**Task details**: Using the data below, gather each line that includes the word "altar".

(Natural language region descriptions)
^^^^^^^^^^^^^^^^
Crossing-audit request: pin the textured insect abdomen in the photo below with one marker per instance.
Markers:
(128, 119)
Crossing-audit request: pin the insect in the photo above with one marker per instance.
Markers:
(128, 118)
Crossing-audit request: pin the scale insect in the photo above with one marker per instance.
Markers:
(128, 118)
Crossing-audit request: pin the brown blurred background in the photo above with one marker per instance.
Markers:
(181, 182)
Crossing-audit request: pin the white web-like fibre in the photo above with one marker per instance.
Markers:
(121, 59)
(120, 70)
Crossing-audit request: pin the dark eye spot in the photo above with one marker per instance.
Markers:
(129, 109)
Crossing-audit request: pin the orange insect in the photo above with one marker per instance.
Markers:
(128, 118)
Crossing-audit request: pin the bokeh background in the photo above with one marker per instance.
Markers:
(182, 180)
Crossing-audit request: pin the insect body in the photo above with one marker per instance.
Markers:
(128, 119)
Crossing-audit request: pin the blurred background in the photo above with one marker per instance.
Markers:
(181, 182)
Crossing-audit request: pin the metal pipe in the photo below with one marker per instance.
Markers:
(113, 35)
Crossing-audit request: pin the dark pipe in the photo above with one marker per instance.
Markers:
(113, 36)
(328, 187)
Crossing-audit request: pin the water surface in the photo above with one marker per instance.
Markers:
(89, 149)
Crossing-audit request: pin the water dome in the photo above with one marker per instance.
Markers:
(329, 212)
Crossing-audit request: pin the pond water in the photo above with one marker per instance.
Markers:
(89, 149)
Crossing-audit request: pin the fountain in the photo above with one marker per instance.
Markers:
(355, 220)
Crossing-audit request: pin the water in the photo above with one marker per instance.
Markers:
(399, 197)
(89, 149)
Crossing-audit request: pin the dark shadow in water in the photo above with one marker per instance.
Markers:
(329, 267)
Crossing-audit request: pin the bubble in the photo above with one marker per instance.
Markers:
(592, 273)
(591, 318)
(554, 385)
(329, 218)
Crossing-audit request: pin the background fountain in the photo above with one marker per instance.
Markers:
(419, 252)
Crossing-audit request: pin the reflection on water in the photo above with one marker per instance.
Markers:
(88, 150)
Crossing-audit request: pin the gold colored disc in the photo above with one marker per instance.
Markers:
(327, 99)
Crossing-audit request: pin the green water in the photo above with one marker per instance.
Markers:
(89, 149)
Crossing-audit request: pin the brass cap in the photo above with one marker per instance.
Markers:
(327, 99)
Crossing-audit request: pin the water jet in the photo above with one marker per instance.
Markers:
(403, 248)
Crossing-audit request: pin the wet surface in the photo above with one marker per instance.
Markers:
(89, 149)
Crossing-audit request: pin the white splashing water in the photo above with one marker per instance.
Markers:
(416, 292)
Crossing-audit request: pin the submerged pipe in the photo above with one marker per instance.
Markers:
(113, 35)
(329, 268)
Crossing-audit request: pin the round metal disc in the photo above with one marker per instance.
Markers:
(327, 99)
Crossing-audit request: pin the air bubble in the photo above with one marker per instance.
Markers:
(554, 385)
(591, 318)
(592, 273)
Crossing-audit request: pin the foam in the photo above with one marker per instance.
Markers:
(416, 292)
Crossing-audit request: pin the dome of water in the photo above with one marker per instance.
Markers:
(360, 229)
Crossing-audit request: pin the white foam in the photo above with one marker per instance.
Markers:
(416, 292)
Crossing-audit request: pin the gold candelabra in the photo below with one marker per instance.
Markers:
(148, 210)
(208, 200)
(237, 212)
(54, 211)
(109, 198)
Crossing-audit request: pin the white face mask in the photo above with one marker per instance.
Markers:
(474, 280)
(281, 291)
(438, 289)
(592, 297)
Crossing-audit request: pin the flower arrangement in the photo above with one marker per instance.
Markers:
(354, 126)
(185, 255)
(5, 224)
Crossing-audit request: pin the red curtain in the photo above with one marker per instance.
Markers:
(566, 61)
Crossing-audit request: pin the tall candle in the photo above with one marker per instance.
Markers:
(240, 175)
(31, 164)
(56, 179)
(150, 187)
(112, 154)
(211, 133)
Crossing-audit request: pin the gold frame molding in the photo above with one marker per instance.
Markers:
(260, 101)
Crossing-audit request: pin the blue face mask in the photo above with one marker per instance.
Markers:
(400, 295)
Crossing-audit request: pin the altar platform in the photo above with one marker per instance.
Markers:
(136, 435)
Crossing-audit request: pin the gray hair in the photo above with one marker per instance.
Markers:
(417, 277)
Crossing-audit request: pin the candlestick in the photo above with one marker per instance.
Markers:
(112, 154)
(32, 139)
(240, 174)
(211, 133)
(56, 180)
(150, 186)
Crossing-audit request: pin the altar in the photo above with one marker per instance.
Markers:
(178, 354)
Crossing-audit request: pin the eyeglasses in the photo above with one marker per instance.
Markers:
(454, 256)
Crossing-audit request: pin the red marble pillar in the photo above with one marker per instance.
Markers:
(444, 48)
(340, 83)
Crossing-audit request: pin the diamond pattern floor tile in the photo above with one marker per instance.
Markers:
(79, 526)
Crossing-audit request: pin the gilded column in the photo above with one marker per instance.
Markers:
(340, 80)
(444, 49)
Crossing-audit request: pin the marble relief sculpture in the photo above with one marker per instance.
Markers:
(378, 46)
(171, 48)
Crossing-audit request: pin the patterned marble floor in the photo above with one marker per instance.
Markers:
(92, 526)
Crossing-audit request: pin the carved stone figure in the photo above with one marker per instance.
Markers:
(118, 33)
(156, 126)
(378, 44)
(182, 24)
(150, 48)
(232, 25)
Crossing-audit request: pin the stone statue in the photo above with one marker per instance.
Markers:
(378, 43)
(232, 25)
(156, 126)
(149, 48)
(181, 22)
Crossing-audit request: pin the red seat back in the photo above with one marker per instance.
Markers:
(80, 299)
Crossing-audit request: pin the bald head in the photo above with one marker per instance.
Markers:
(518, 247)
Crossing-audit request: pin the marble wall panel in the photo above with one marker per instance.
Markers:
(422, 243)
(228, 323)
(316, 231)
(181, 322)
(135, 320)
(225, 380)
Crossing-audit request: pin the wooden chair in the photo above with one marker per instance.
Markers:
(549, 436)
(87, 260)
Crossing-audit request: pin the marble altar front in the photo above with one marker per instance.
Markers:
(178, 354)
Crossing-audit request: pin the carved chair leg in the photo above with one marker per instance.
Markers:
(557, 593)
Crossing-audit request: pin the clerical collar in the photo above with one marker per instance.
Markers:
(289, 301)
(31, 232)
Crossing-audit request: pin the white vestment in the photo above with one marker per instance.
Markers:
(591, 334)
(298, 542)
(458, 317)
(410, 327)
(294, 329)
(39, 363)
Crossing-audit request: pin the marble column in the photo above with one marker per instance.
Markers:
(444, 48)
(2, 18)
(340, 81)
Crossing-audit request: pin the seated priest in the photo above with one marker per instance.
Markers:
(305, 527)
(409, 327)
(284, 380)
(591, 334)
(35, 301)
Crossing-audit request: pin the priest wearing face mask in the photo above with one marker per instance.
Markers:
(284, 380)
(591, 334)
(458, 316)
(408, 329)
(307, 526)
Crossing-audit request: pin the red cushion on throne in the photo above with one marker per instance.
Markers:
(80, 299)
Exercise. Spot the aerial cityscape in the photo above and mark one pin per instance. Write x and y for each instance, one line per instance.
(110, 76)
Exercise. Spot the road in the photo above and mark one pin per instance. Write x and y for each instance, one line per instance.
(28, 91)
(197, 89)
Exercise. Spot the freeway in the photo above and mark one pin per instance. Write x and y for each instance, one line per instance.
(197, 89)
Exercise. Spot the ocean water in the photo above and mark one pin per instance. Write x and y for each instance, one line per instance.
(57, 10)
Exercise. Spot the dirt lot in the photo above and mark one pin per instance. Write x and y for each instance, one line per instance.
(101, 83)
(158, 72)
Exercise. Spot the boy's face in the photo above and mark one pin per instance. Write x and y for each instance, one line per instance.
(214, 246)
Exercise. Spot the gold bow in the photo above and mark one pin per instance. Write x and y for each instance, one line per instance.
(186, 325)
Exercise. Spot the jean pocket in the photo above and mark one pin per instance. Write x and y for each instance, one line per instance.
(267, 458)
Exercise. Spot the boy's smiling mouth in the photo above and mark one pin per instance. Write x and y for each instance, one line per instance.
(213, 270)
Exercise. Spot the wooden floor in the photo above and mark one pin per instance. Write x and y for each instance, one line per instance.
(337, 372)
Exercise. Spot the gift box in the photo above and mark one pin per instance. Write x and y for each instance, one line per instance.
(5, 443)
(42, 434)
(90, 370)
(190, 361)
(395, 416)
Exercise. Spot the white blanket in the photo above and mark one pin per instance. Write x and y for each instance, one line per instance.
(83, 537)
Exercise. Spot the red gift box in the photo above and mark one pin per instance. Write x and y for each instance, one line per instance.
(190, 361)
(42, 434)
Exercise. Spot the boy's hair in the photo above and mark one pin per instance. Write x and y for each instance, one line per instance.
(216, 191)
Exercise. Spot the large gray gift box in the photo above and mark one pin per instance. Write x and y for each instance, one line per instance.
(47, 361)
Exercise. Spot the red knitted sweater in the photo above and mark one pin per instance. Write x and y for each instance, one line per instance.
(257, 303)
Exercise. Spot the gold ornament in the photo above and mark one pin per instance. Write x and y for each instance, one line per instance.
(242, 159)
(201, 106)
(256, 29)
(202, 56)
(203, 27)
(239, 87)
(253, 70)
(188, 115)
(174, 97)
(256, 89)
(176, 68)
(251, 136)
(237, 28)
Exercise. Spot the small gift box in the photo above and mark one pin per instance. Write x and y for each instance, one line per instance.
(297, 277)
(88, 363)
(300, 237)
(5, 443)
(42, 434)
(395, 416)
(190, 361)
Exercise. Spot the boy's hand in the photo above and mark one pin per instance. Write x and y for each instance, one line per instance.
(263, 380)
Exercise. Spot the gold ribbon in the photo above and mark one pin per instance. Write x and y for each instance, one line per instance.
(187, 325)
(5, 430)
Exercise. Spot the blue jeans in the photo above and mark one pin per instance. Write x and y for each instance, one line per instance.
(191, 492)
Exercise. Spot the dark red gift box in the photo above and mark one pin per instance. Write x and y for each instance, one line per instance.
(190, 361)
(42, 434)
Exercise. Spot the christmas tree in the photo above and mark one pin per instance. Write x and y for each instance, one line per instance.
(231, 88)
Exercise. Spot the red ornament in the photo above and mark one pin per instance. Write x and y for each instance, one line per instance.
^^^^^^^^^^^^^^^^
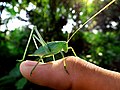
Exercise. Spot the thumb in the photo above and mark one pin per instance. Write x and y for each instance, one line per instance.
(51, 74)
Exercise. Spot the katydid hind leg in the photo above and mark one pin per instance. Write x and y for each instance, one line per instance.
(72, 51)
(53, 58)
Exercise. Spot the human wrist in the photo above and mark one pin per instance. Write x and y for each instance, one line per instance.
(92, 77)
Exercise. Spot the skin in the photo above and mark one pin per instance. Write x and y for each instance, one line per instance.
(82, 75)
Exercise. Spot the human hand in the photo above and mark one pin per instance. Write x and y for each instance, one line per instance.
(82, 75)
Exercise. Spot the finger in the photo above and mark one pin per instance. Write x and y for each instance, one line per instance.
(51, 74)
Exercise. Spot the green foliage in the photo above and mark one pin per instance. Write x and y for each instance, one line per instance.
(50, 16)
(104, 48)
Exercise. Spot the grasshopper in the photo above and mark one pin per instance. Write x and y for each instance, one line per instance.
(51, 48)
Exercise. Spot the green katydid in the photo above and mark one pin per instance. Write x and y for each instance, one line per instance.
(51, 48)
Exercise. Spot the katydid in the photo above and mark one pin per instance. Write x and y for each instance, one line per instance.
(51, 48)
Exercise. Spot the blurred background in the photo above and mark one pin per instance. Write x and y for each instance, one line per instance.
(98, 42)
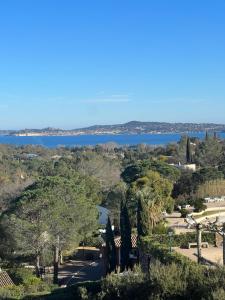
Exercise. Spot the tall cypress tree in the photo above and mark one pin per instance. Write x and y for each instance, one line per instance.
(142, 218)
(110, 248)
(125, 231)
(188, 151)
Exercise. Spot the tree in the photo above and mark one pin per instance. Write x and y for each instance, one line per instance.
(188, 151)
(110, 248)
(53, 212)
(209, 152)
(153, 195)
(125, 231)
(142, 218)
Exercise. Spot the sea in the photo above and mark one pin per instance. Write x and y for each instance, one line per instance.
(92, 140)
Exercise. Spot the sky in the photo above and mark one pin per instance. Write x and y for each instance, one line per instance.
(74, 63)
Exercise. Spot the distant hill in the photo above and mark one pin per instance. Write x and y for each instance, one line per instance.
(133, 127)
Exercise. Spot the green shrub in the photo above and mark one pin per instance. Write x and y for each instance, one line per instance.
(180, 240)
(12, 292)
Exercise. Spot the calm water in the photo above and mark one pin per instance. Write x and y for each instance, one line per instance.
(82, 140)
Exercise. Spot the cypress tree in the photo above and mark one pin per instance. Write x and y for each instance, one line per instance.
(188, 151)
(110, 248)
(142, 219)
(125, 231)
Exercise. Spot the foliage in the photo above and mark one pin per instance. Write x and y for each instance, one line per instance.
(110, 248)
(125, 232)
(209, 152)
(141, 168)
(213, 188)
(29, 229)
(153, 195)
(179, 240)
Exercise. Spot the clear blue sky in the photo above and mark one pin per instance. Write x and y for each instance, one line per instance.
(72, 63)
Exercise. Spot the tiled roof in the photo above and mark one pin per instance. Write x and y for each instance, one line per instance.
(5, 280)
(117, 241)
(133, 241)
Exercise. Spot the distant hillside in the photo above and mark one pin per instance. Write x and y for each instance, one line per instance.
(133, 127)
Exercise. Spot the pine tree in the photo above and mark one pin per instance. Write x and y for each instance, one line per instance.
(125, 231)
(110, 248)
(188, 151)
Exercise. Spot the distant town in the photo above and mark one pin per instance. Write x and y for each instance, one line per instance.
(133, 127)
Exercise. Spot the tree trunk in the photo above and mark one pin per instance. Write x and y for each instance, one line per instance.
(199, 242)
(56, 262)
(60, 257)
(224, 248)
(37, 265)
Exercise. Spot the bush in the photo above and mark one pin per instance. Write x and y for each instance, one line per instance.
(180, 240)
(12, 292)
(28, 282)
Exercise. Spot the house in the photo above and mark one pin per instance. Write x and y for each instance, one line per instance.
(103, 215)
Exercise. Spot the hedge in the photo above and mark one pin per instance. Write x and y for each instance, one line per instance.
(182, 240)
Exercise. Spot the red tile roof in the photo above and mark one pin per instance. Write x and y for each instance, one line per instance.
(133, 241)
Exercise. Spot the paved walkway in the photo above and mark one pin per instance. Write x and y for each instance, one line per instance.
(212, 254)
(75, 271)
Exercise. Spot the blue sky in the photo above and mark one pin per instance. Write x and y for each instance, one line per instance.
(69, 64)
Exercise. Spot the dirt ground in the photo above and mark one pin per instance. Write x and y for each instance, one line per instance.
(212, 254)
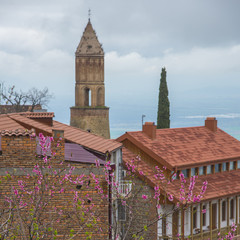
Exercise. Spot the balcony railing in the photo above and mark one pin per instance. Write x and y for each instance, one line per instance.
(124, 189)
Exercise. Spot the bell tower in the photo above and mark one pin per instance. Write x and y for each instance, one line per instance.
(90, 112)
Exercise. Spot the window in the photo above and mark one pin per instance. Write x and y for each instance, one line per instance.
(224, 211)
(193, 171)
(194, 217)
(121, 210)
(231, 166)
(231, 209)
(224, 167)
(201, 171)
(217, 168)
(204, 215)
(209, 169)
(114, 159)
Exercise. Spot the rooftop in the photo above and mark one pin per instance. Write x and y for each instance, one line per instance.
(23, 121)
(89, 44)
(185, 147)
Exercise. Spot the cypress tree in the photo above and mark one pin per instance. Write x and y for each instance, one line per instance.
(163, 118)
^^^^^^^^^^^^^^^^
**Answer section**:
Crossing-audit request: pin the altar platform in the photo above with one marker per instance.
Crossing-audit request: pin the altar in the photo above with one marker per instance.
Crossing-audit request: pin the marble altar front in the photo above with one marker per instance.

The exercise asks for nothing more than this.